Repeat the records below from their first line through the line containing "187L296 201L298 228L310", including both ends. Leave the pictures out of your copy.

— start Exercise input —

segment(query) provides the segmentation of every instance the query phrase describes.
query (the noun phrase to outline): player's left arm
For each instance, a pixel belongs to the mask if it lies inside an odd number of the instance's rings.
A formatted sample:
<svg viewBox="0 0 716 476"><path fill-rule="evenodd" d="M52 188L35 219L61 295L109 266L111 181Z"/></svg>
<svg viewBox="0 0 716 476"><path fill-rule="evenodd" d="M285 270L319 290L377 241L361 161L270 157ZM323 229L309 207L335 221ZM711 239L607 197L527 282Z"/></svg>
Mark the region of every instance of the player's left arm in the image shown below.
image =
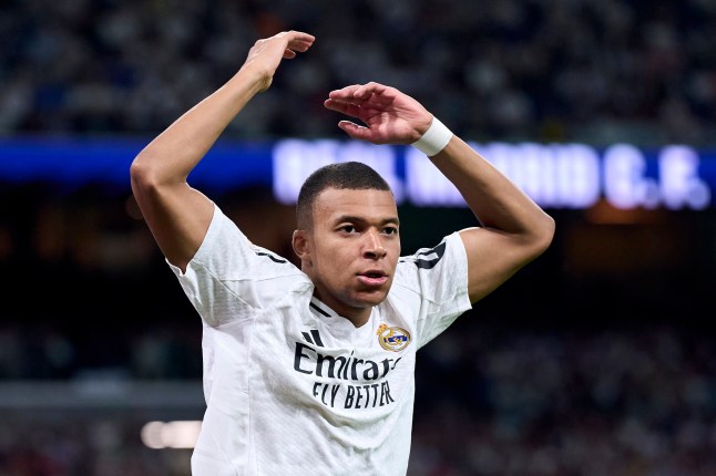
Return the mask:
<svg viewBox="0 0 716 476"><path fill-rule="evenodd" d="M350 137L374 144L413 144L433 116L418 101L379 83L331 91L329 110L360 120L340 121ZM448 131L449 133L449 131ZM554 236L554 219L460 137L430 156L458 188L480 227L460 231L468 255L470 301L482 299L543 253Z"/></svg>
<svg viewBox="0 0 716 476"><path fill-rule="evenodd" d="M475 302L548 249L554 219L456 135L430 159L481 225L460 231L468 255L470 301Z"/></svg>

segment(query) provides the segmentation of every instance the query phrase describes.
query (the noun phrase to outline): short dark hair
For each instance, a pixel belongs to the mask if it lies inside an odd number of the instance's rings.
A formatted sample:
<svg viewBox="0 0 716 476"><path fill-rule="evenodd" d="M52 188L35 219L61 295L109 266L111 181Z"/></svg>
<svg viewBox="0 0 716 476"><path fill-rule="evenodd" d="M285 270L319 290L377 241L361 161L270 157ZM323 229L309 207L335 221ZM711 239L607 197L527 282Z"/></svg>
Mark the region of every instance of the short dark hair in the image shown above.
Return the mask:
<svg viewBox="0 0 716 476"><path fill-rule="evenodd" d="M300 187L296 201L298 228L310 229L313 227L314 201L327 188L392 193L380 174L364 163L340 162L325 165L310 174Z"/></svg>

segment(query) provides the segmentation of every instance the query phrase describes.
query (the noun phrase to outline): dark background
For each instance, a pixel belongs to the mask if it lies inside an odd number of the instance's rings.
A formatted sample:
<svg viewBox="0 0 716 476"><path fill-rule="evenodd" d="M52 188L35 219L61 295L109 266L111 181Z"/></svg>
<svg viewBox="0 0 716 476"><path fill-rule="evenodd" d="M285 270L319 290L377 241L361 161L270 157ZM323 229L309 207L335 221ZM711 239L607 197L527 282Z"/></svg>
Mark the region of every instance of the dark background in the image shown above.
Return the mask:
<svg viewBox="0 0 716 476"><path fill-rule="evenodd" d="M379 81L466 139L714 146L705 0L7 1L0 132L149 142L256 39L290 28L316 34L315 48L283 64L225 137L342 138L327 92ZM212 198L294 259L294 210L270 190ZM409 473L713 475L715 209L548 213L553 246L419 354ZM462 208L400 214L406 252L474 225ZM158 392L164 413L132 392L58 403L88 383L201 385L198 317L129 174L126 186L0 183L0 473L188 474L186 451L149 449L139 428L201 418L201 396L170 411L178 395ZM18 384L29 386L13 400Z"/></svg>

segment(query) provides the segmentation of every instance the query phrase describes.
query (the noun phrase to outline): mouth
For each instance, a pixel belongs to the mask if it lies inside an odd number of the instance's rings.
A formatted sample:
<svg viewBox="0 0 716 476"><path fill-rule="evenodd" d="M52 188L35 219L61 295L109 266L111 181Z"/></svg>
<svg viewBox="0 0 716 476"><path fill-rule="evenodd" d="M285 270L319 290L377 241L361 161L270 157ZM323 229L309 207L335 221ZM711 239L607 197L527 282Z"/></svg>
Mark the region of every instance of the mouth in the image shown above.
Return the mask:
<svg viewBox="0 0 716 476"><path fill-rule="evenodd" d="M388 275L381 270L369 270L358 275L358 280L369 287L378 287L388 282Z"/></svg>

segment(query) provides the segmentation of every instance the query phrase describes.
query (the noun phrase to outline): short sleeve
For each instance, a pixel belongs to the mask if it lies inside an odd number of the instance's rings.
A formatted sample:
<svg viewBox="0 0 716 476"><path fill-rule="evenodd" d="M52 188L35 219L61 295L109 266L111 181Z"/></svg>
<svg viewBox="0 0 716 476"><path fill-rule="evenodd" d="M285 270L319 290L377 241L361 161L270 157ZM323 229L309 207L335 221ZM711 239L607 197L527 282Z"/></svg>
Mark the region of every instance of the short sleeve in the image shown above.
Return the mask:
<svg viewBox="0 0 716 476"><path fill-rule="evenodd" d="M221 208L186 272L167 261L202 319L212 327L248 319L307 277L290 261L253 245Z"/></svg>
<svg viewBox="0 0 716 476"><path fill-rule="evenodd" d="M459 232L433 248L400 258L396 276L398 299L415 308L418 345L422 346L472 308L468 293L468 257Z"/></svg>

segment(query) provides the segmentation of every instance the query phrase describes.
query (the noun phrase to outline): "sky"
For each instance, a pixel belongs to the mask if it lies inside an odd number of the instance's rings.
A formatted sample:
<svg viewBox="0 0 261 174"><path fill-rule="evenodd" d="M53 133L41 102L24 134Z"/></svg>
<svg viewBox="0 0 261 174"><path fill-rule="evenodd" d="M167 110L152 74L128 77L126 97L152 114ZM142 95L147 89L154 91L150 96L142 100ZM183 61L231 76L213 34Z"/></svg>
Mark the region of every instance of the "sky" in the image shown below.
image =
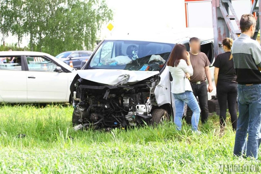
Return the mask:
<svg viewBox="0 0 261 174"><path fill-rule="evenodd" d="M114 27L110 31L107 28L107 24L104 24L100 33L98 33L99 40L111 35L138 33L138 31L142 33L186 27L185 0L106 1L109 8L113 12L113 20L110 22ZM250 12L250 0L232 1L238 16ZM212 27L211 1L199 3L188 4L188 9L190 10L188 13L189 26ZM24 37L21 46L27 46L29 40L28 37ZM15 43L17 42L17 38L10 36L6 40L9 44Z"/></svg>

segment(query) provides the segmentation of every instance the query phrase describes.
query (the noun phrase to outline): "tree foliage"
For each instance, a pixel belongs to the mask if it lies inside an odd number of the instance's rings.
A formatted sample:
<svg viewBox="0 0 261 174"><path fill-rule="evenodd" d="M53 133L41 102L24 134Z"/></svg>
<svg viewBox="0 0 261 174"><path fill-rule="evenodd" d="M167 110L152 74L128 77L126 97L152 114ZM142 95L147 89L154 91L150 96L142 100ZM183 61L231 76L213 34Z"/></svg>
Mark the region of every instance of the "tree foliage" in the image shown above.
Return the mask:
<svg viewBox="0 0 261 174"><path fill-rule="evenodd" d="M105 0L2 0L0 32L28 36L31 51L56 55L93 49L101 25L112 19ZM4 39L4 37L3 38Z"/></svg>

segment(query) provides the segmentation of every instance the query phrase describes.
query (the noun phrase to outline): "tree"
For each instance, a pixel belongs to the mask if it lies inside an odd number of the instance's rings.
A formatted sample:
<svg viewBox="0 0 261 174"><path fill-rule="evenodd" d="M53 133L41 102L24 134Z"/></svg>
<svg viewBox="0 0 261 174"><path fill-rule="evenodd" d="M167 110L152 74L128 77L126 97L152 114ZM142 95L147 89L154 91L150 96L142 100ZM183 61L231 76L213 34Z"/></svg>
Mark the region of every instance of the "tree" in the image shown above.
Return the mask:
<svg viewBox="0 0 261 174"><path fill-rule="evenodd" d="M21 38L31 51L53 55L94 48L101 25L112 19L104 0L3 0L0 30Z"/></svg>

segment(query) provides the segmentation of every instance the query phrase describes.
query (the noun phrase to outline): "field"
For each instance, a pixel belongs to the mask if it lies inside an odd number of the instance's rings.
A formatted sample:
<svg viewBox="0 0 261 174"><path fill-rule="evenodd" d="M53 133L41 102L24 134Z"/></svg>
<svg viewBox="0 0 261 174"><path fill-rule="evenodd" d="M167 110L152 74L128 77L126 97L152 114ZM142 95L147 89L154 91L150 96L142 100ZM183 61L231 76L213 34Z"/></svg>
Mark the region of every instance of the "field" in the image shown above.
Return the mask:
<svg viewBox="0 0 261 174"><path fill-rule="evenodd" d="M220 137L215 115L200 124L201 135L186 125L177 132L170 123L76 132L73 110L60 105L0 106L0 173L216 173L222 165L261 166L260 153L257 161L233 156L232 127L227 121ZM25 137L17 136L21 134Z"/></svg>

— end Exercise input —

_Complete answer_:
segment(query) provides the segmentation of every instance the query phrase describes.
query (the noun phrase to outline): player's left arm
For each instance, a pixel belongs to the mask if it lies inside an odd number of the instance's rings.
A formatted sample:
<svg viewBox="0 0 716 476"><path fill-rule="evenodd" d="M52 188L35 219L61 295L109 266L111 181Z"/></svg>
<svg viewBox="0 0 716 476"><path fill-rule="evenodd" d="M285 270L319 290L377 241L361 161L270 157ZM323 229L309 207L335 221ZM711 239L607 197L527 282Z"/></svg>
Mark the region of every instance of the player's left arm in the image shown below.
image =
Return the mask:
<svg viewBox="0 0 716 476"><path fill-rule="evenodd" d="M350 137L374 144L413 144L433 116L418 101L379 83L331 91L329 110L360 120L340 121ZM448 131L449 133L449 131ZM554 236L554 219L460 137L430 156L458 188L480 227L460 231L468 255L470 301L482 299L543 253Z"/></svg>
<svg viewBox="0 0 716 476"><path fill-rule="evenodd" d="M475 302L548 249L554 219L456 135L430 159L481 225L460 231L468 255L470 301Z"/></svg>

segment(query) provides the segmentation of every instance the query phrase describes.
query (the noun phrase to outline): short dark hair
For each instance, a pixel belongs to the mask if it lies inside an odd number of the instance's rings.
A formatted sample:
<svg viewBox="0 0 716 476"><path fill-rule="evenodd" d="M52 188L35 219L61 295L109 266L111 181Z"/></svg>
<svg viewBox="0 0 716 476"><path fill-rule="evenodd" d="M285 270L319 290L377 241L361 161L270 157ZM323 229L309 207L335 221ZM711 239L607 197L527 282Z"/></svg>
Mark the region of every instance of the short dark hair in the image shown above.
Return the mask:
<svg viewBox="0 0 716 476"><path fill-rule="evenodd" d="M300 187L296 201L298 228L310 229L313 227L314 201L327 188L392 193L380 174L364 163L340 162L325 165L310 174Z"/></svg>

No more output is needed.